■ INFORMATION GIVEN
::::

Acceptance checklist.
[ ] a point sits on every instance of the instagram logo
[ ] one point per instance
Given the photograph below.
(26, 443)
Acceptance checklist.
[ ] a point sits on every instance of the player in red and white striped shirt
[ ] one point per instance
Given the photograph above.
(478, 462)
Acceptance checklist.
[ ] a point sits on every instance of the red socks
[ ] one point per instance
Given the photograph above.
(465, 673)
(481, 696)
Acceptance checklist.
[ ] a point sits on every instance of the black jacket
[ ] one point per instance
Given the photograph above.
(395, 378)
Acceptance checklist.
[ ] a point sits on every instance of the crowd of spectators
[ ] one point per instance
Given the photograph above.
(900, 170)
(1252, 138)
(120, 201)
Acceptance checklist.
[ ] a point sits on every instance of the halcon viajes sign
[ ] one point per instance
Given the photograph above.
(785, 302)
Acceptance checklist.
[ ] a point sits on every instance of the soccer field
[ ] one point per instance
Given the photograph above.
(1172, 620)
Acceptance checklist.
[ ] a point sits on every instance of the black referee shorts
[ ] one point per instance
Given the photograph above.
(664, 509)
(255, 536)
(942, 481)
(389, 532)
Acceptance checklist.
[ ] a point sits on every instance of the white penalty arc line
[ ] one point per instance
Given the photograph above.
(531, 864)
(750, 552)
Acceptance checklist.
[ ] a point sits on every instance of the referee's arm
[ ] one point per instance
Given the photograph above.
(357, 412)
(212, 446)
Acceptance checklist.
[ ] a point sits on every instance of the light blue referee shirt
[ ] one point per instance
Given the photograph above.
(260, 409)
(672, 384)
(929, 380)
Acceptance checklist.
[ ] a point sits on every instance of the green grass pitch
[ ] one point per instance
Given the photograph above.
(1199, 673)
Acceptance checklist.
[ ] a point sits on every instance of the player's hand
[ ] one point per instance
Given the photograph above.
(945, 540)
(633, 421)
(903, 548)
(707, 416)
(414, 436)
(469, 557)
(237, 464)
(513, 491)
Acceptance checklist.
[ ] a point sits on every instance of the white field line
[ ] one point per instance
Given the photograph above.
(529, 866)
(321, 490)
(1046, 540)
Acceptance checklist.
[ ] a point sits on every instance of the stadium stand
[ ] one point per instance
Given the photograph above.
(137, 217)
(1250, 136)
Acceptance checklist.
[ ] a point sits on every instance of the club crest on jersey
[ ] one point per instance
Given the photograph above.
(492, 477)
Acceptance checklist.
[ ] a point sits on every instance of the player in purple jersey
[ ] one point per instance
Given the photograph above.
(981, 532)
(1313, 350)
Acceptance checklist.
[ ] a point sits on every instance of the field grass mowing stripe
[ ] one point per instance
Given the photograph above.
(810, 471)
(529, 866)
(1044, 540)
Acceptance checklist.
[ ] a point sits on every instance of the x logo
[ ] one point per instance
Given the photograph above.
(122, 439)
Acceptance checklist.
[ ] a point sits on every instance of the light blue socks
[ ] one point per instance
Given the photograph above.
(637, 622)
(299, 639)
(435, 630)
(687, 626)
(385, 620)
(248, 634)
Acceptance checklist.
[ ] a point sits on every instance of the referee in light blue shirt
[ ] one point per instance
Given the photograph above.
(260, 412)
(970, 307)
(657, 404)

::::

■ EXERCISE
Retype every entry exactly.

■ EXERCISE SOLUTION
Acceptance checklist.
[ ] a point sits on every instance of the instagram logo
[ ] one point per instance
Given the photograph below.
(26, 443)
Acceptance checklist.
[ ] a point sits on every instance of the player in red and white striped shirt
[ ] one point per instance
Given the photograph above.
(478, 462)
Acceptance checklist.
[ ] a point sits on every instance of the red socks
[ ] one point per instance
Given the photograph above.
(465, 673)
(481, 696)
Acceptance checklist.
[ ] a point sits on every instance of the black jacket
[ ] one point per instance
Given the photograph above.
(395, 378)
Acceptance checklist.
[ ] a point sits on every instance of the crowd of spectators
[ ] one point per instance
Given the photograph above.
(900, 170)
(1252, 138)
(120, 201)
Acceptance checklist.
[ ] a point sits on every instance of the halcon viajes sign
[ ] one point per instance
Given the photograph above.
(785, 302)
Acceptance checklist.
[ ] a point sits on every instance of the soccer field
[ ] one point per instance
Given the photograph above.
(1172, 620)
Acceptance checklist.
[ ] a point sits on every instance of the black referee shorts
[ ] one point per instance
Given the photograph above.
(664, 509)
(255, 536)
(942, 481)
(389, 532)
Acceptance checklist.
[ ] a point sits on every instance of the white penalty arc line
[ ] one point per instance
Given the photograph above.
(531, 864)
(750, 552)
Acceptance checklist.
[ ] a point sits on every instance of the referee's arm
[ ] one point per instance
Given the photograph above.
(357, 412)
(212, 446)
Acceptance checklist.
[ ] a point sits on every instance of the light blue referee shirt
[ ] one point per instance
Given the photograph above.
(260, 409)
(672, 384)
(929, 380)
Acceptance checklist.
[ ] a point sits on every instance of the green grass pitch
[ ] one point per instance
Given the photograph above.
(1199, 673)
Acceptance checklist.
[ ] a point sits on every instance of the player's hand
[ ] one point per instance
Given the photograph above.
(945, 540)
(633, 421)
(903, 548)
(707, 416)
(414, 436)
(469, 557)
(237, 464)
(513, 491)
Acceptance checklist.
[ ] a point sits on every instance of the white field line
[ ] one point per instance
Given the photograph above.
(529, 866)
(321, 490)
(1046, 540)
Acceptance checklist.
[ ] a point sits on every instance of the stadium stand
[ ] one point per instance
Given the photograph above.
(137, 217)
(1250, 136)
Acceptance checklist.
[ ] a point sits on every instance of the club crest on jersey
[ ] one point per instance
Given the photograph above.
(492, 477)
Acceptance checklist.
[ ] a point sits on every instance of the player in purple jersey
[ ] one point per instance
Given the photograph above.
(981, 532)
(1313, 350)
Acceptance checklist.
[ ] a point sits on every instance of the field grass mowing stripe
[ ] one point per instance
Given the photograph above.
(810, 471)
(529, 866)
(1044, 540)
Acceptance checklist.
[ ] a point sits on every instance of the x logo
[ ] one point per instance
Given the photograph above.
(122, 439)
Acceptance checklist.
[ ] a point sits on every instance of the light blue socks
[ ] one point per instance
Given the photograph above.
(637, 622)
(299, 639)
(435, 630)
(687, 626)
(385, 620)
(248, 634)
Acceptance checklist.
[ ] a point sits on every instance of the referee in light blue shirt
[ ] one point per instance
Given the photograph above.
(260, 412)
(970, 307)
(657, 404)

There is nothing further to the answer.